Copy the data from the line with "locate the wall sconce in the photo above." through the end of the data, requests included, and raise every coordinate in the answers by 107.

══ RECORD SET

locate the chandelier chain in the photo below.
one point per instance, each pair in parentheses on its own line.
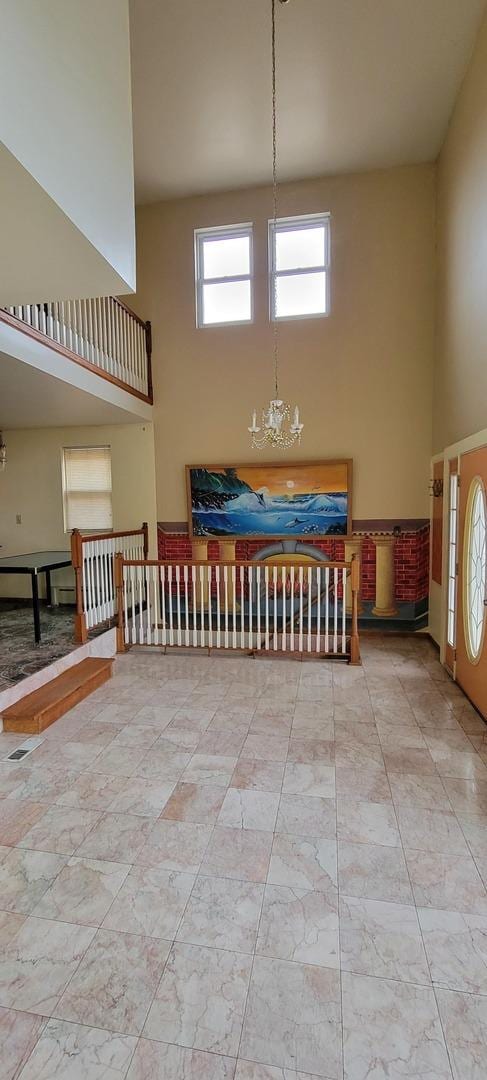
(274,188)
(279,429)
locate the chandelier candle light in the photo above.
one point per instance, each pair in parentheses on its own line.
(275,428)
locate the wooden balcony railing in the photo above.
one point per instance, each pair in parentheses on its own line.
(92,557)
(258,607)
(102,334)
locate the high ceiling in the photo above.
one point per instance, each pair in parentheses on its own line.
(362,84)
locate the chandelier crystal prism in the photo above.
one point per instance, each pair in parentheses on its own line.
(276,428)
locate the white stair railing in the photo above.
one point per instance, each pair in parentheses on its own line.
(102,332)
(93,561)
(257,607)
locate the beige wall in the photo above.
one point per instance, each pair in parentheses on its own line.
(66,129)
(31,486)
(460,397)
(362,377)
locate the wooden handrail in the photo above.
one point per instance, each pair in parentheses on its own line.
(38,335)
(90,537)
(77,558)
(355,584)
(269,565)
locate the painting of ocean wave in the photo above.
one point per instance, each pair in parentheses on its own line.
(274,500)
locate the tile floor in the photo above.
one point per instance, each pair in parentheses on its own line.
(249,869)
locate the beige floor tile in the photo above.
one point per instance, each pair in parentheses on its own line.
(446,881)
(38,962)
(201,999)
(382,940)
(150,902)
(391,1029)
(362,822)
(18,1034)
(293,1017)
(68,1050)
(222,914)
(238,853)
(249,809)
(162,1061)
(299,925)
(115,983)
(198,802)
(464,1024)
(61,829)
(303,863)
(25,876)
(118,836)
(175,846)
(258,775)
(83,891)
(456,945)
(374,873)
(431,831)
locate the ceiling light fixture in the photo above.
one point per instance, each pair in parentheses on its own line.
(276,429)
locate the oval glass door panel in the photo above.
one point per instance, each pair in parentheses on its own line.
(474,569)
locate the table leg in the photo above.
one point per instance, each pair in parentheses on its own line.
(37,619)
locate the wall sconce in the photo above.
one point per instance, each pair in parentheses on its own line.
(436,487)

════

## RESPONSE
locate the wall sconce in the photo above.
one point per instance, each pair in parentheses on its own line.
(543,594)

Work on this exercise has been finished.